Material supplied:
§
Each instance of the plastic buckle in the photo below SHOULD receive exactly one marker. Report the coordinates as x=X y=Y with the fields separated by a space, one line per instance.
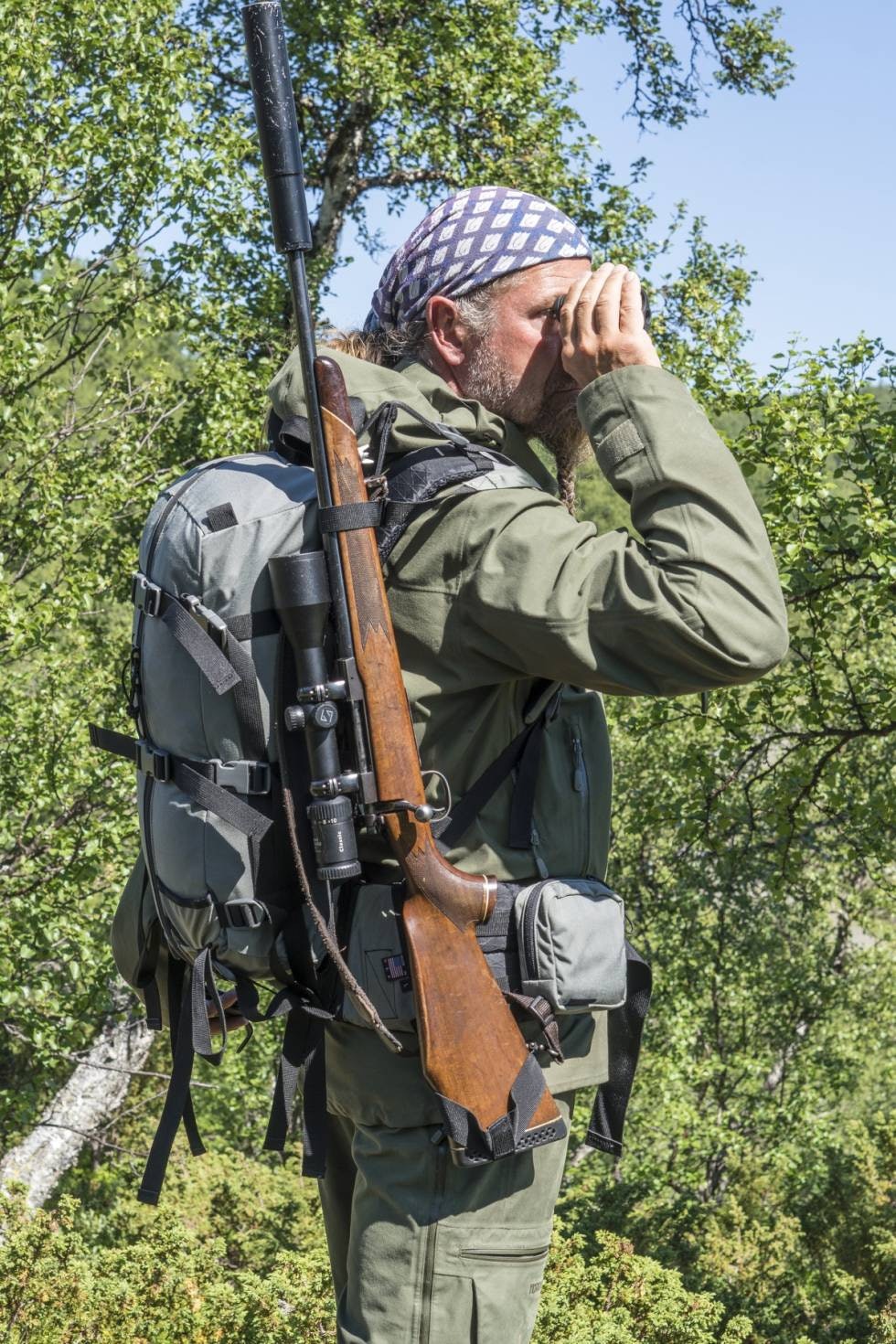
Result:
x=242 y=775
x=206 y=618
x=145 y=595
x=154 y=763
x=453 y=436
x=251 y=914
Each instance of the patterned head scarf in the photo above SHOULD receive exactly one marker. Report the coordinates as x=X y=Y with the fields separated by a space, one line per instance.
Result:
x=473 y=237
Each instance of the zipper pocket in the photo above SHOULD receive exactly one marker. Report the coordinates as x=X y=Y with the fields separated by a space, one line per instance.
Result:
x=166 y=928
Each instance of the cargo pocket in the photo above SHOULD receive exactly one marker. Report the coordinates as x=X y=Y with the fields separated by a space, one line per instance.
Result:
x=507 y=1286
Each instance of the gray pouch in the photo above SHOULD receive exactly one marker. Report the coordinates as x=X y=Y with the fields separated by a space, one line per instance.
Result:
x=571 y=944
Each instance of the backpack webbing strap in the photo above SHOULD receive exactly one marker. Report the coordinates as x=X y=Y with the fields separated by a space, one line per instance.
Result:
x=252 y=625
x=215 y=648
x=195 y=778
x=301 y=1057
x=248 y=702
x=624 y=1026
x=200 y=646
x=540 y=1011
x=503 y=1137
x=523 y=754
x=179 y=1106
x=351 y=517
x=197 y=629
x=359 y=997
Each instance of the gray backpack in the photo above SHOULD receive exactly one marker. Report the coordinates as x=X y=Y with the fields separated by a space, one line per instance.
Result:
x=220 y=890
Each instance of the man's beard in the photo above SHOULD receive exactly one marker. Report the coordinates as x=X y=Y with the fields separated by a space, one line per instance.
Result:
x=549 y=417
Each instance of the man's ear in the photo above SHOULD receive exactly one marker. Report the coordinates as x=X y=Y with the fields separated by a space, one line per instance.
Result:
x=448 y=334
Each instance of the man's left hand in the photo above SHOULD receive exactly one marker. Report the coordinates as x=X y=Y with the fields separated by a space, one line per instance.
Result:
x=602 y=325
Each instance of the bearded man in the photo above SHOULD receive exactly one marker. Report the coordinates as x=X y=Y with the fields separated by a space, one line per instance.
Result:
x=491 y=322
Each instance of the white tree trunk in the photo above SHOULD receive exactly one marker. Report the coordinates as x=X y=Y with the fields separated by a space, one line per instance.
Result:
x=91 y=1095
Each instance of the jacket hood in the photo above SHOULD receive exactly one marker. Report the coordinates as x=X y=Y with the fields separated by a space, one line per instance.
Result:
x=423 y=391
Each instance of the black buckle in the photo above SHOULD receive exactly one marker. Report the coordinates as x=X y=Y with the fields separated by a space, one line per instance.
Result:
x=154 y=763
x=208 y=620
x=145 y=595
x=251 y=914
x=242 y=775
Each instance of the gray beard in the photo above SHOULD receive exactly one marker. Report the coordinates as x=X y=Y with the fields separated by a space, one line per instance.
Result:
x=552 y=420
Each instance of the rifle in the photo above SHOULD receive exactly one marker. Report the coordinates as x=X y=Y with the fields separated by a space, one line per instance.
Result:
x=473 y=1055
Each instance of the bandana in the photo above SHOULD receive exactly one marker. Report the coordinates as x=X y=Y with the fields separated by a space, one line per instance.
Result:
x=473 y=237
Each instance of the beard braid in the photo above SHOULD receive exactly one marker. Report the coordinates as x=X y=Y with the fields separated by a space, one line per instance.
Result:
x=557 y=426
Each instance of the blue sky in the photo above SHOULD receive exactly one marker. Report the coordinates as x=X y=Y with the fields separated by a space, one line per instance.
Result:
x=805 y=182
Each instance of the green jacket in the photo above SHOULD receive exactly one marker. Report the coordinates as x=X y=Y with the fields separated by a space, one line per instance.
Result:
x=493 y=589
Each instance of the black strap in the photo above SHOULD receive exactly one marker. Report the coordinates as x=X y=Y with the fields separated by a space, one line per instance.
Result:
x=248 y=702
x=211 y=661
x=501 y=1137
x=349 y=517
x=219 y=517
x=624 y=1026
x=359 y=997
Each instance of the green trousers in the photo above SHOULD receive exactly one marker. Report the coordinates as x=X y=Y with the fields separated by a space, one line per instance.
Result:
x=429 y=1253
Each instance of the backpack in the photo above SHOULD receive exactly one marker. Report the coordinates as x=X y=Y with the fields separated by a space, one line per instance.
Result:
x=222 y=889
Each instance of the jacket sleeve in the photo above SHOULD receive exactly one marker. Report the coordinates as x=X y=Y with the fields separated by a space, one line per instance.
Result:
x=692 y=606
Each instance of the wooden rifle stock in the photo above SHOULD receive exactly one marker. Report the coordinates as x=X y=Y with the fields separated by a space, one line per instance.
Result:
x=470 y=1046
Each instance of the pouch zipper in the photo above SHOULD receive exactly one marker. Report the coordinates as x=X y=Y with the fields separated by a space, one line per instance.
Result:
x=529 y=918
x=536 y=852
x=581 y=786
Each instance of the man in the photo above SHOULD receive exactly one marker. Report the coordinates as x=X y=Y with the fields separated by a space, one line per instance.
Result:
x=491 y=320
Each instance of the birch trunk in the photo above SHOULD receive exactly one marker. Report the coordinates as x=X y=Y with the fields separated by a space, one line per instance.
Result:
x=93 y=1094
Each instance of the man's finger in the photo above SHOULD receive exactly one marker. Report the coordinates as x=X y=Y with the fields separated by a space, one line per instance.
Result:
x=630 y=309
x=606 y=315
x=577 y=315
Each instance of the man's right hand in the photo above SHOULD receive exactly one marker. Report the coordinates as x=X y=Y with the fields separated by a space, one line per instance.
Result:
x=602 y=325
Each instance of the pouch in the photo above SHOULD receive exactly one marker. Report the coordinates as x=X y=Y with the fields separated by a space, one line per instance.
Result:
x=571 y=944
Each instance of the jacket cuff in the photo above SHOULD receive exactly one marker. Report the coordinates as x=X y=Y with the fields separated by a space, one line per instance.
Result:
x=617 y=411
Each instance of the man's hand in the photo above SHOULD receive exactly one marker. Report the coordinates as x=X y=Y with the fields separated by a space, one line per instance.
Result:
x=602 y=325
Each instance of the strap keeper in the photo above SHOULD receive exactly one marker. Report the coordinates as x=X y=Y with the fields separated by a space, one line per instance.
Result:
x=240 y=775
x=152 y=761
x=351 y=517
x=145 y=595
x=243 y=914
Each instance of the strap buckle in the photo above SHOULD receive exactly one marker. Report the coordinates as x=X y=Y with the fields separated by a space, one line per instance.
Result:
x=145 y=595
x=208 y=620
x=152 y=761
x=242 y=775
x=243 y=912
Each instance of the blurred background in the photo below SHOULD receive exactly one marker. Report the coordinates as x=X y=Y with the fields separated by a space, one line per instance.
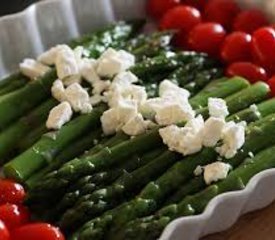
§
Work task: Everything in the data above gets copied exactly. Only the pictures are skipped.

Answer to the problem:
Each instance of the plastic buckle in the photo below SHOULD receive exactly one marker. Report the coordinates as x=X y=Y with the fields separated by a space, one line per instance.
Result:
x=242 y=775
x=206 y=618
x=145 y=595
x=154 y=763
x=453 y=436
x=251 y=914
Each instance of the patterned head scarf in the photo above SHOULD receive exactly one marker. Report the coordinates as x=X y=Y with the fields separated by a space, one line per instance.
Result:
x=473 y=237
Each instance of the zipper pocket in the photo above SHOULD receive exactly one marker. Report the coordinates as x=X y=Y with the fields separated by a space, one line per instance.
Result:
x=166 y=928
Each instance of the cargo pocket in the photo above SHOULD receive exactly one marker. Report the coordinates as x=X y=Y with the fields separated by a space, one line per instance.
Result:
x=507 y=1286
Each instance of the gray pouch in the photo above SHOULD receive exactly one marker. Report the coordinates as x=X y=Y with the fields separated by a space, one line per instance.
Result:
x=571 y=944
Each instance of the backpack webbing strap in the photo above SHOULD receive exactly one marker. Report the coordinates as x=X y=Y with the fields separated by a space, one line per instance.
Result:
x=252 y=625
x=215 y=648
x=195 y=778
x=301 y=1057
x=248 y=702
x=624 y=1026
x=200 y=646
x=540 y=1011
x=503 y=1137
x=523 y=754
x=179 y=1106
x=351 y=517
x=197 y=629
x=359 y=997
Each instance of the gray backpack in the photo above SHOULD receive exactly one marker. Report the coordinates as x=X y=Y with the fields separated by a space, one line per instance.
Result:
x=220 y=890
Each instance of the man's beard in the photo above SHOULD receive exactly one marker. Report the coordinates as x=X y=Y with the fields separated by a space, one line per instance.
Result:
x=549 y=417
Each instance of the man's ear in the photo above SHOULD receive exactly one marker. Report the coordinates as x=X y=Y with the fields separated by a space, one line per instance.
Result:
x=448 y=334
Each instance of the man's left hand in the photo above SHOULD receive exactly one marker. Report the coordinates as x=X y=Y with the fields separated by a space, one line per instance.
Result:
x=602 y=325
Each instance of the bearded man in the photo above SHOULD receive exactly one marker. Report the coordinates as x=X y=Y with the fields separated by a space, one line per instance.
Result:
x=491 y=322
Each instance of the white tree trunk in the photo above SHOULD receive exactly one marker. Report the coordinates as x=X y=Y with the fields separated by a space, one line per instance.
Result:
x=91 y=1095
Each instance of the jacket hood in the photo above SHOULD receive exactly one marker. Report the coordinates as x=X y=Y with the fields separated by a space, one line per instance.
Result:
x=423 y=391
Each instance of the black buckle in the photo above SHOULD receive exactly one marker. Report the coordinates as x=X y=Y with the fields separated by a space, one line per instance.
Result:
x=154 y=763
x=208 y=620
x=145 y=595
x=251 y=914
x=242 y=775
Each instance of the gray beard in the photo above SHOULD receive exactly one marker. Report the coordinates as x=X y=Y with the fields separated by a space, one line per instance.
Result:
x=552 y=420
Each instance of the rifle in the photo above SHOULD receive exactly one marker. Report the coordinates as x=X y=Y with the fields separated by a space, one line per instance.
Result:
x=473 y=1055
Each instance of the bandana in the photo above SHOULD receive exactly one marker. Report the coordinates as x=X y=Y with the fields separated by a space, one line per instance.
Result:
x=473 y=237
Each instance of the beard braid in the photo above SHOULD receive exactly one marker. Report the coordinates as x=X y=Y with the fields separated by a space, one line per instance.
Result:
x=557 y=426
Each instance of the blue sky in the photo above SHOULD receive exactly one marker. Report the coordinates as x=X y=Y with the fields separated by a space, one line per instance.
Result:
x=805 y=182
Each instance of the green jacket in the photo above SHOULD receive exactly one marker. Report the coordinates as x=X y=Y with the fields separated by a space, one line per instance.
Result:
x=493 y=589
Each instance of the black strap in the photo above SHOULD receive exactly one marker. Report the coordinates as x=X y=Y with the fields separated by a space, one line per instance.
Result:
x=248 y=702
x=211 y=661
x=501 y=1137
x=349 y=517
x=219 y=517
x=624 y=1026
x=359 y=997
Each instance of the green trousers in the photo above SHOULD receive exactly one marker. Report the coordinates as x=X y=Y with the fields separated by a space, one line per instance.
Result:
x=429 y=1253
Each instance of the backpack in the photo above SHOULD receive exactly one marker. Report the coordinates as x=X y=Y with the fields separated by a space, one line per instance.
Result:
x=222 y=889
Each instance of the jacket sleeve in the photo above SHOULD receive exactly one marker. Report the coordinates as x=X y=Y with the fields separated by a space, one line per instance.
Result:
x=692 y=606
Each instance of the wooden rifle stock in the photo above SHOULD receive exactly one marker. Report the coordinates as x=X y=Y with the fields separated by a space, one line per instance.
Result:
x=470 y=1046
Each instance of the pouch zipper in the photo above SHOULD receive exactly one marker. Report the coordinates as x=X y=Y with the fields separated by a space, one line per instance.
Result:
x=529 y=918
x=536 y=852
x=581 y=786
Each instance of the man in the photo above SHOULD receive exactly one marker. Report the coordinates as x=X y=Y with the fields separated by a space, one line per instance.
Result:
x=491 y=320
Each instance of the birch trunk in the photo above SHOULD receive exactly one marker. Report the coordinates as x=X y=Y with the fields separated by a space, one line per instance.
Result:
x=93 y=1094
Each instance of the man's finger in the photo above SHOULD receive exactly one marker. Report the coordinates as x=X y=Y with the fields separated by a space, one line per instance.
Result:
x=630 y=309
x=606 y=315
x=577 y=315
Each instance of the man's right hand in the photo above SHOULD receive exactly one marker. Report the coordinates as x=X y=Y with the fields separated by a space, one line per instance.
Result:
x=602 y=325
Each instance of the pouch in the photo above SHOULD receive exactly one marker. Report the coordinates as x=X y=Y with the fields separated by a space, one line per instance.
Result:
x=571 y=944
Each instance of the jacket cuff in the photo above SHOULD receive exactly one marker. Report the coordinates as x=X y=Y with the fields separated by a space, one line per instance.
Result:
x=617 y=411
Each instance of the man's hand in the photo above SHOULD receive exactly one marker. Report the coordinates as x=X y=Y with the fields separated by a space, one line per instance.
Result:
x=602 y=325
Each instance of the strap keeper in the photo above SHOULD receive exactly one marker. Report the coordinates as x=X y=Y with the fields separated by a space, one line per instance.
Result:
x=240 y=775
x=152 y=761
x=351 y=517
x=145 y=595
x=243 y=914
Each instance of the strap buckle in the photo above SHOULD receive exactly one marker. Report the coordinates as x=X y=Y with the fields separated by a space, one line per instance.
Result:
x=145 y=595
x=208 y=620
x=152 y=761
x=242 y=775
x=243 y=912
Each instance of the blurred background in the photo below SHOULD receive exactly one marker. Report the coordinates as x=X y=Y with the fields separated by a space, one line per instance.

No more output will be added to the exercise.